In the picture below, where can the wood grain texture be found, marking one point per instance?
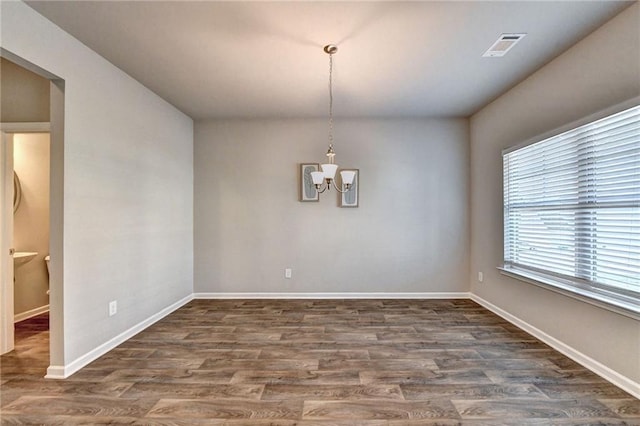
(314, 362)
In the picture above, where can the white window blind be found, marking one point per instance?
(572, 206)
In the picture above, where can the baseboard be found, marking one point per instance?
(598, 368)
(62, 372)
(345, 295)
(30, 314)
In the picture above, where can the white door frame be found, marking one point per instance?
(7, 130)
(6, 243)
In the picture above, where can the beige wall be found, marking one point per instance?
(31, 220)
(410, 233)
(25, 95)
(598, 72)
(128, 190)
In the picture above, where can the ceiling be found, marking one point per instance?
(265, 59)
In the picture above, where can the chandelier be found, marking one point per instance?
(325, 179)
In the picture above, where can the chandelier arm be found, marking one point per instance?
(340, 190)
(318, 188)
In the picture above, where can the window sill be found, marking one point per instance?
(624, 306)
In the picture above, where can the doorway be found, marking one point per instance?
(18, 122)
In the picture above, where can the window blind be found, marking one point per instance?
(572, 205)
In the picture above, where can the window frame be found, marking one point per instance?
(620, 301)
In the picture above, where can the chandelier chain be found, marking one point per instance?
(331, 100)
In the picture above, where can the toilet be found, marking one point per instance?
(46, 259)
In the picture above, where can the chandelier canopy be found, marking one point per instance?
(325, 179)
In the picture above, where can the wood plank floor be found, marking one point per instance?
(315, 362)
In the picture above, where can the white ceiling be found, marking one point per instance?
(265, 59)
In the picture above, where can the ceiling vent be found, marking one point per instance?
(504, 43)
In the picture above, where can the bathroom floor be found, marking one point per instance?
(31, 354)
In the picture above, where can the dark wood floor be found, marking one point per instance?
(315, 362)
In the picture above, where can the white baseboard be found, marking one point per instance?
(598, 368)
(30, 314)
(64, 371)
(345, 295)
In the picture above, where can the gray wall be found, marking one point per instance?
(598, 72)
(31, 220)
(25, 95)
(128, 189)
(410, 233)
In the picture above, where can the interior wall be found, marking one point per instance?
(31, 220)
(128, 188)
(409, 233)
(25, 95)
(598, 72)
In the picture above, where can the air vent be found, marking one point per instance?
(504, 43)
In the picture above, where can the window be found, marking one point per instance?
(572, 210)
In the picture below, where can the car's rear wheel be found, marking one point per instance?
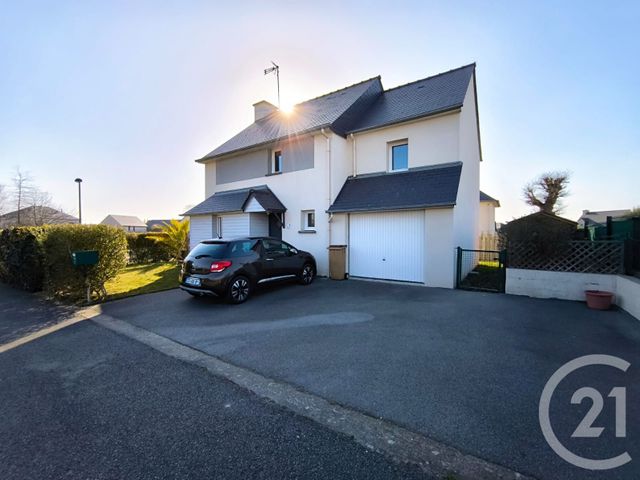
(307, 274)
(239, 290)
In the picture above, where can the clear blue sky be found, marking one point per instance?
(127, 94)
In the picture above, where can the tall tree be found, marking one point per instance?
(22, 187)
(547, 190)
(3, 199)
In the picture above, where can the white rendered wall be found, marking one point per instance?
(439, 248)
(466, 213)
(487, 218)
(431, 141)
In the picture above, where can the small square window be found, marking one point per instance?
(308, 220)
(276, 162)
(399, 156)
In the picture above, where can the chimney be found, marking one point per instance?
(263, 108)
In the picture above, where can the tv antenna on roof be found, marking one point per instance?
(276, 69)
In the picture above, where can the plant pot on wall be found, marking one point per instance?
(598, 299)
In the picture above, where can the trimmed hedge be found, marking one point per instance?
(22, 257)
(36, 258)
(65, 280)
(145, 248)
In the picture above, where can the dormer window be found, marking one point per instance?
(399, 156)
(276, 162)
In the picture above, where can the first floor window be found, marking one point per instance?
(399, 156)
(276, 165)
(308, 220)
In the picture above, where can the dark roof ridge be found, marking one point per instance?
(414, 169)
(244, 189)
(429, 78)
(340, 89)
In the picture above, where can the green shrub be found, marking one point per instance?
(22, 257)
(62, 278)
(147, 248)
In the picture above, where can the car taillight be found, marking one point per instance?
(217, 267)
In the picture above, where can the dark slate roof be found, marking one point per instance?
(434, 186)
(324, 111)
(440, 93)
(235, 200)
(487, 198)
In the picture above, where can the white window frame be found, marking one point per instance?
(273, 161)
(390, 146)
(304, 221)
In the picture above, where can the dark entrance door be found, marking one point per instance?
(275, 226)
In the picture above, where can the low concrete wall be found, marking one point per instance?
(571, 286)
(628, 294)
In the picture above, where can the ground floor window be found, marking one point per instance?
(308, 220)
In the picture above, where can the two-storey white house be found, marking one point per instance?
(392, 174)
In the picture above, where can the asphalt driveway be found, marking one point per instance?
(464, 368)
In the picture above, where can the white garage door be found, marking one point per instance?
(387, 245)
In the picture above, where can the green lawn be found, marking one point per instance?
(147, 278)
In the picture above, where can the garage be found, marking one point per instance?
(387, 245)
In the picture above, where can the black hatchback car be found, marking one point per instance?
(233, 268)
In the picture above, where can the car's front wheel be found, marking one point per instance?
(239, 290)
(307, 274)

*****

(Qué debes hacer)
Por favor, devuelve como lista JSON de cadenas el tramo del material que va desde la línea que contiene "In the picture above, where can the white garage", incluida, hasta el final del material. Pon una cadena por línea y omite las líneas en blanco.

(Respuesta al problema)
[
  "In the picture above, where can the white garage door be found, marking one point per instance?",
  "(387, 245)",
  "In the picture above, where can the green lawn be found, marking one point per instance?",
  "(147, 278)",
  "In the picture above, where can the garage be found, marking one point per instance?",
  "(387, 245)",
  "In the picture above, where can the black hatchback car be found, marking one point per instance?",
  "(233, 268)",
  "In the picture above, where can the car's front wheel be found, marking one point per instance?",
  "(239, 290)",
  "(307, 274)"
]